TRY IT >>
Once you have read the records below, restate them word for word.

INPUT >>
►

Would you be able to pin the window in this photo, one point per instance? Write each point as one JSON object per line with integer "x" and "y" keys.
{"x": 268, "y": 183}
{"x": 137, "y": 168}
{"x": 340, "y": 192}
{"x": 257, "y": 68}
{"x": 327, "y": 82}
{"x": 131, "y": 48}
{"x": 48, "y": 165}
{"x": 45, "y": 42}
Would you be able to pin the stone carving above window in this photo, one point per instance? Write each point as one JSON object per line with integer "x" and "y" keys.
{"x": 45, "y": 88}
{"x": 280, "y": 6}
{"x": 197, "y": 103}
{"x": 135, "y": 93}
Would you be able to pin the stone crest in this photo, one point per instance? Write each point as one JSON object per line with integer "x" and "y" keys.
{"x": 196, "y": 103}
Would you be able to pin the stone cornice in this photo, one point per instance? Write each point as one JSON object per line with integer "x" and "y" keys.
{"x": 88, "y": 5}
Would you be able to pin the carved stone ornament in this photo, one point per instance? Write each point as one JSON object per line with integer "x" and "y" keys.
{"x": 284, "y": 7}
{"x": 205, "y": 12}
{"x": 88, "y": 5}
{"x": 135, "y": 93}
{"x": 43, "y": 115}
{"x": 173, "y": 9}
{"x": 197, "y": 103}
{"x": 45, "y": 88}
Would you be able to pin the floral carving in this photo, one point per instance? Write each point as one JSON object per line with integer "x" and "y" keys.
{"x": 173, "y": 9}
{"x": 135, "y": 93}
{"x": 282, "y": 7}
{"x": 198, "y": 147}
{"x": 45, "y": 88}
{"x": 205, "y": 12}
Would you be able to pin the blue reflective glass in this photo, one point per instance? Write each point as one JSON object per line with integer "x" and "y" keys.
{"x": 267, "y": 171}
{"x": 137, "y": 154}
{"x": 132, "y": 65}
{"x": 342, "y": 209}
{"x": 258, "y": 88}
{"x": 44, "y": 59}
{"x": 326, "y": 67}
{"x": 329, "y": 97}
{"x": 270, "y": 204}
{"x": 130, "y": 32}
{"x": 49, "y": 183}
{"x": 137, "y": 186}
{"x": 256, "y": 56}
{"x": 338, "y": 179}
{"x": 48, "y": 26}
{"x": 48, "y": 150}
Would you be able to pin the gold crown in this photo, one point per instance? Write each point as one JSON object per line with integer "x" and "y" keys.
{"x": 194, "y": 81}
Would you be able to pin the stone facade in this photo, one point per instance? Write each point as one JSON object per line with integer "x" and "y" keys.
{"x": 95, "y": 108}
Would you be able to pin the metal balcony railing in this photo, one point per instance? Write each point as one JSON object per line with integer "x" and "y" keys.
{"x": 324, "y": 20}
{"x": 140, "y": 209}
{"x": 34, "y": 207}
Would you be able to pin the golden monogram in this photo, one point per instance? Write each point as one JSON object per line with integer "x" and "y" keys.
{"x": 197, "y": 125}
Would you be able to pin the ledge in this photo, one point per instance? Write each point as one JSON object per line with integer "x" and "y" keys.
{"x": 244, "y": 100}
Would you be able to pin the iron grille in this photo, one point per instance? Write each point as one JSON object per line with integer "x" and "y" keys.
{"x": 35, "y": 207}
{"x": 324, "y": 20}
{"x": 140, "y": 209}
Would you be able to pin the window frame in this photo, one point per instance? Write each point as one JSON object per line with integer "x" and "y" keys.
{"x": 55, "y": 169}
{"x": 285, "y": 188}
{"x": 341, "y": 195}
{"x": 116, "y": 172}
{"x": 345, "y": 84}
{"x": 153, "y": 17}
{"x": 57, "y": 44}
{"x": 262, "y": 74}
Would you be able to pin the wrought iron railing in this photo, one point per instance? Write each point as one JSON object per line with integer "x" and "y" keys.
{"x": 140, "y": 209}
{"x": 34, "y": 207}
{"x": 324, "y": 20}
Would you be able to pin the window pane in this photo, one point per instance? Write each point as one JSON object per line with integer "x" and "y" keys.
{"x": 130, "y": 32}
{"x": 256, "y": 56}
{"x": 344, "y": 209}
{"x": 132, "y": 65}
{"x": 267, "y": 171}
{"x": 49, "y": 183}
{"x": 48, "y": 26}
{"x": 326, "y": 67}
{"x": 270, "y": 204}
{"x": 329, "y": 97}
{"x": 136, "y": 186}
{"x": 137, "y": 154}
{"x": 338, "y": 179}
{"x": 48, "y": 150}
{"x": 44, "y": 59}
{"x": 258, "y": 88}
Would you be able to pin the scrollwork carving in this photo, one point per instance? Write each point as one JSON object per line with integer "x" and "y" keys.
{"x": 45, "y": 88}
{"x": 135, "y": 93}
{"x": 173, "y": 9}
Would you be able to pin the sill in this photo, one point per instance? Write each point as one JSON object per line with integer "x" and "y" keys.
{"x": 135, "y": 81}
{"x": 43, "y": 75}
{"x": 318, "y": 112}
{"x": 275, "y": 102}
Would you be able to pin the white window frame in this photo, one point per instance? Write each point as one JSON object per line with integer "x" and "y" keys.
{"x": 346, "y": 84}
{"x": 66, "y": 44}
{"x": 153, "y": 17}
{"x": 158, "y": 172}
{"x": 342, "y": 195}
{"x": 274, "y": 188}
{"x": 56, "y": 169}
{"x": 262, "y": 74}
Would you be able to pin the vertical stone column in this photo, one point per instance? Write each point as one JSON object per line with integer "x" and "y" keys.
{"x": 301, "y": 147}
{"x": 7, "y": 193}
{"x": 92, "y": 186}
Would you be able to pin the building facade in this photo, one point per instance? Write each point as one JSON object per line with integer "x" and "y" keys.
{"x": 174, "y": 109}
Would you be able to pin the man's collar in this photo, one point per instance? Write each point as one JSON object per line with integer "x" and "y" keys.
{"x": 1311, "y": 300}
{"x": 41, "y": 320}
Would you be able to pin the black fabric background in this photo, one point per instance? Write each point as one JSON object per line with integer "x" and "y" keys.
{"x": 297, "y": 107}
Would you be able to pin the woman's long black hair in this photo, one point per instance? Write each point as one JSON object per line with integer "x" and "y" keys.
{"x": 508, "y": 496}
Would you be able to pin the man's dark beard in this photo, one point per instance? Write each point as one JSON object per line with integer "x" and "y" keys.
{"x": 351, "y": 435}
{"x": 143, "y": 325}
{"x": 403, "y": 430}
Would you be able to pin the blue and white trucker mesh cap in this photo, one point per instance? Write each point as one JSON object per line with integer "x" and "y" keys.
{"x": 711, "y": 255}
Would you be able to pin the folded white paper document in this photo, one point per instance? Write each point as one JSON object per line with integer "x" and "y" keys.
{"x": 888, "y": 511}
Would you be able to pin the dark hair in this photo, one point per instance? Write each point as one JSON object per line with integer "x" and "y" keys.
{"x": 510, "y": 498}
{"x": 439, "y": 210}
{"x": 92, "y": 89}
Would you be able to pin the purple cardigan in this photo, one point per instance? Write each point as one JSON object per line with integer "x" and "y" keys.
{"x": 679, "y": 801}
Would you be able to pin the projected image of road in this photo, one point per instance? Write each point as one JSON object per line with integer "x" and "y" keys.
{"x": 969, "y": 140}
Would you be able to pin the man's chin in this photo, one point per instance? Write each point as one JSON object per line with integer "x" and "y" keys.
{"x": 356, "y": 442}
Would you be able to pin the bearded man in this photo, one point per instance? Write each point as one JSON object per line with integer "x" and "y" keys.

◄

COMPLETED EXERCISE >>
Would you be able to pin the window in this photo, one point per instance? Write each point as one JSON object per line with integer "x" and "y" keys.
{"x": 268, "y": 183}
{"x": 137, "y": 168}
{"x": 340, "y": 192}
{"x": 257, "y": 68}
{"x": 327, "y": 82}
{"x": 131, "y": 48}
{"x": 48, "y": 165}
{"x": 45, "y": 42}
Would you be able to pin the stone carving above window in this photo, one point per instance? Write each point as one JSON object per line with integer "x" and "y" keys.
{"x": 45, "y": 88}
{"x": 280, "y": 6}
{"x": 197, "y": 103}
{"x": 135, "y": 93}
Would you be able to pin the stone crest in this photo, one point per instance? Write each point as one JSON object per line with integer "x" and "y" keys.
{"x": 196, "y": 103}
Would you be able to pin the stone cornice in this photo, one point per instance? Write each point as one JSON object per line with integer "x" and "y" keys.
{"x": 88, "y": 5}
Would you be able to pin the carved stone ornament in this photo, one point per instance? Write each point as one JSON object per line with integer "x" and "y" keys.
{"x": 284, "y": 7}
{"x": 205, "y": 12}
{"x": 88, "y": 5}
{"x": 135, "y": 93}
{"x": 43, "y": 115}
{"x": 173, "y": 9}
{"x": 197, "y": 103}
{"x": 45, "y": 88}
Would you be able to pin the floral carving in this photo, one point per instance? Write each point as one JSON object per line with integer "x" and "y" keys.
{"x": 173, "y": 9}
{"x": 135, "y": 93}
{"x": 282, "y": 7}
{"x": 198, "y": 147}
{"x": 45, "y": 88}
{"x": 205, "y": 12}
Would you be able to pin the blue reflective glass in this photo, one point per instance? Write each point as one JSON object per line with integer "x" and "y" keys.
{"x": 267, "y": 171}
{"x": 137, "y": 154}
{"x": 132, "y": 65}
{"x": 342, "y": 209}
{"x": 258, "y": 88}
{"x": 44, "y": 59}
{"x": 326, "y": 67}
{"x": 329, "y": 97}
{"x": 270, "y": 204}
{"x": 130, "y": 32}
{"x": 49, "y": 183}
{"x": 137, "y": 186}
{"x": 256, "y": 56}
{"x": 338, "y": 179}
{"x": 48, "y": 26}
{"x": 48, "y": 150}
Would you be able to pin the gold crown in this photo, one point per instance? Write each point as one JSON object per line with integer "x" and "y" keys.
{"x": 194, "y": 81}
Would you be able to pin the stone facade in this photo, one point per instance? Write each point as one JSON object per line with integer "x" and "y" keys.
{"x": 95, "y": 108}
Would you be able to pin the metal balcony railing in this photo, one point per instance? Write each point as one JSON object per line with integer "x" and "y" keys.
{"x": 324, "y": 20}
{"x": 140, "y": 209}
{"x": 34, "y": 207}
Would you be able to pin the golden monogram in this photo, one point per instance? Write each point as one JSON object per line with integer "x" and "y" keys.
{"x": 197, "y": 125}
Would you be able to pin the ledge in this photo, one point per instance? Write each point as one JSON object per line with integer "x" and "y" keys.
{"x": 244, "y": 100}
Would you be able to pin the iron grille in this photo, one point per instance? Write each point as one JSON object per line with integer "x" and "y" keys.
{"x": 35, "y": 207}
{"x": 324, "y": 20}
{"x": 140, "y": 209}
Would you be able to pin the window frame in this photo, one point per instance? Write each point as one JSON object per line with integer "x" and "y" keys.
{"x": 55, "y": 169}
{"x": 285, "y": 188}
{"x": 341, "y": 195}
{"x": 116, "y": 172}
{"x": 345, "y": 84}
{"x": 153, "y": 17}
{"x": 57, "y": 44}
{"x": 262, "y": 74}
Would you be able to pin the wrought iron railing in this photo, one point per instance? Write each point as one JSON object per line with integer "x" and "y" keys.
{"x": 140, "y": 209}
{"x": 34, "y": 207}
{"x": 324, "y": 20}
Would you be able to pin the window pane in this photo, one point per instance? Write each point as one JSON object per line with integer "x" and "y" keys.
{"x": 130, "y": 32}
{"x": 256, "y": 56}
{"x": 344, "y": 209}
{"x": 132, "y": 65}
{"x": 267, "y": 171}
{"x": 49, "y": 183}
{"x": 48, "y": 26}
{"x": 326, "y": 67}
{"x": 270, "y": 204}
{"x": 329, "y": 97}
{"x": 136, "y": 186}
{"x": 137, "y": 154}
{"x": 338, "y": 179}
{"x": 48, "y": 150}
{"x": 44, "y": 59}
{"x": 258, "y": 88}
Would you be able to pin the scrollwork carving in this photo, one point per instance? Write each point as one JSON object per line with integer "x" and "y" keys.
{"x": 45, "y": 88}
{"x": 135, "y": 93}
{"x": 173, "y": 9}
Would you be able to pin the sill in this photo, one point per instance? Write each point as one JSON object per line with integer "x" and "y" keys.
{"x": 135, "y": 81}
{"x": 43, "y": 75}
{"x": 318, "y": 112}
{"x": 275, "y": 102}
Would you be able to pin the white window frame in this photo, one point per instance? Write each point as one JSON object per line with integer "x" and "y" keys.
{"x": 346, "y": 84}
{"x": 66, "y": 44}
{"x": 153, "y": 17}
{"x": 158, "y": 172}
{"x": 342, "y": 195}
{"x": 274, "y": 188}
{"x": 56, "y": 169}
{"x": 262, "y": 74}
Would you be able to pin the vertical stone column in this photo, one point per instance? Write each point as one JSON object per line with integer "x" and "y" keys.
{"x": 301, "y": 147}
{"x": 7, "y": 193}
{"x": 92, "y": 186}
Would you be able to pin the building facade in this photo, one point per instance? Write each point as one JSON object per line with integer "x" and "y" keys.
{"x": 174, "y": 109}
Would you be able to pin the man's collar in this photo, one point per instance? Write each point as one JSON object per line with integer "x" and "y" keys.
{"x": 1311, "y": 300}
{"x": 41, "y": 320}
Would you be able to pin the black fabric background in this photo, one point per instance? Write each point as one JSON object per line with integer "x" and "y" keys.
{"x": 297, "y": 107}
Would you be able to pin the woman's long black hair in this photo, one point per instance? Write each point as one JSON object per line with integer "x" and "y" keys.
{"x": 508, "y": 496}
Would you be able to pin the man's dark beard in this photo, one point per instance? Write each point as one JSON object per line with integer "x" and "y" keys.
{"x": 351, "y": 435}
{"x": 143, "y": 325}
{"x": 403, "y": 430}
Would you be able to pin the blue and white trucker mesh cap in this photo, one point per instance? Write each point as one JSON object per line with integer "x" and "y" keys.
{"x": 711, "y": 255}
Would you be able to pin the folded white paper document in this photo, one point per instance? Write each point as one JSON object per line with integer "x" and "y" keys.
{"x": 888, "y": 511}
Would you be able to pin the dark hair in this photo, one point per instance? Write each point as one JSON object per line with integer "x" and "y" keys.
{"x": 510, "y": 498}
{"x": 439, "y": 210}
{"x": 92, "y": 89}
Would you be able to pin the purple cardigan in this photo, one point per instance? Write each point as one JSON object per line with integer "x" and "y" keys.
{"x": 679, "y": 801}
Would you be able to pin the projected image of road in this photo, one point per instance? Write each point as one JSON object per line with integer "x" and "y" keys.
{"x": 969, "y": 140}
Would you be able to pin the man's chin in this photo, one point per instance? Write each point as one JSON object per line with integer "x" and "y" keys.
{"x": 356, "y": 442}
Would you be able to pin the bearded man in this photo, one point per instance? Write each point as one JSON object per line with integer "x" and "y" keys.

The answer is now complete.